DIRECTIONS: Exactly the lines from the line containing "Does the above image contain any house" through the last line of the entries below should appear in the answer, reproduced verbatim.

Content starts

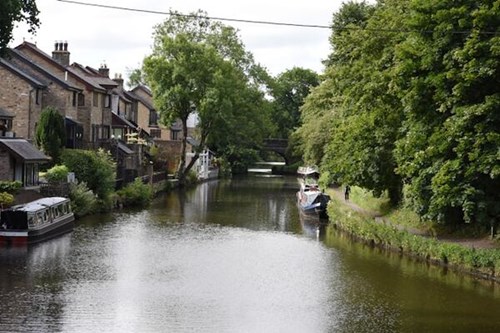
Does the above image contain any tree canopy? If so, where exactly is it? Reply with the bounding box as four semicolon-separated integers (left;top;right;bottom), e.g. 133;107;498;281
0;0;39;56
296;0;500;229
269;67;320;139
143;10;272;182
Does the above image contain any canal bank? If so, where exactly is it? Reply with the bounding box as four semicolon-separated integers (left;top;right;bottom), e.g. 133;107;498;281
325;187;500;283
2;175;500;332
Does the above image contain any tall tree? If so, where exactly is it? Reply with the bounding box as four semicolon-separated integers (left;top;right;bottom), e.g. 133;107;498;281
394;0;500;227
143;10;270;183
35;107;65;164
0;0;39;56
270;67;319;139
297;0;406;204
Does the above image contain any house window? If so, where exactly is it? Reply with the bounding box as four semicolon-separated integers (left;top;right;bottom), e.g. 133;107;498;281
72;92;77;107
35;89;40;105
150;128;161;138
78;93;85;106
93;92;99;107
0;118;13;137
149;110;158;126
102;126;110;140
24;163;39;187
171;130;180;141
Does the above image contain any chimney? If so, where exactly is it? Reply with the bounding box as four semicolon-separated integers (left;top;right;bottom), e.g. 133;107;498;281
52;40;70;66
99;63;109;77
113;73;124;88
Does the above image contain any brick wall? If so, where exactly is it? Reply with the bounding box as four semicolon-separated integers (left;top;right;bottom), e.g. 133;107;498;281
0;148;13;181
0;67;42;139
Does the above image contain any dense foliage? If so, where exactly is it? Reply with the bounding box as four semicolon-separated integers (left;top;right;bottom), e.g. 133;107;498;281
143;10;272;182
0;0;39;56
297;0;500;229
35;107;66;165
270;67;320;139
0;180;21;193
61;148;115;210
0;192;14;208
44;164;69;183
116;178;153;208
68;181;97;218
327;194;500;280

Content ends

EXERCISE OUTPUT:
Does the above image contain any house window? If so, where exactly is it? Reply with the bounding box as four semicolon-separated integers (left;top;right;bottom), e.g. 133;107;498;281
72;92;77;107
35;89;40;105
150;128;161;138
78;93;85;106
93;92;99;107
0;118;13;137
149;110;158;126
102;126;110;140
24;163;39;187
171;130;180;141
Does the above image contain any chimney? If so, where exactly is it? Reply with the bounding box as four semicolon-separated integers (left;top;right;bottom), e.g. 133;107;498;281
52;40;70;66
99;63;109;77
113;73;124;88
Does the above image contain any brick wall? If so, where exactly is it? Reply with the bounding box as four semicolon-separated integers (left;top;right;bottom), e.g. 133;107;498;281
0;148;13;181
0;67;42;139
Does the above image contain any dense foliage? If so, where exactly is it? Reply with the bounding box as four semicolon-separated integers (left;top;right;bottom), e.g. 133;107;498;281
143;10;272;182
0;0;39;56
297;0;500;229
35;107;66;165
270;67;320;139
0;180;21;193
61;148;115;210
0;192;14;208
44;164;69;183
116;178;153;208
68;181;97;218
327;194;500;280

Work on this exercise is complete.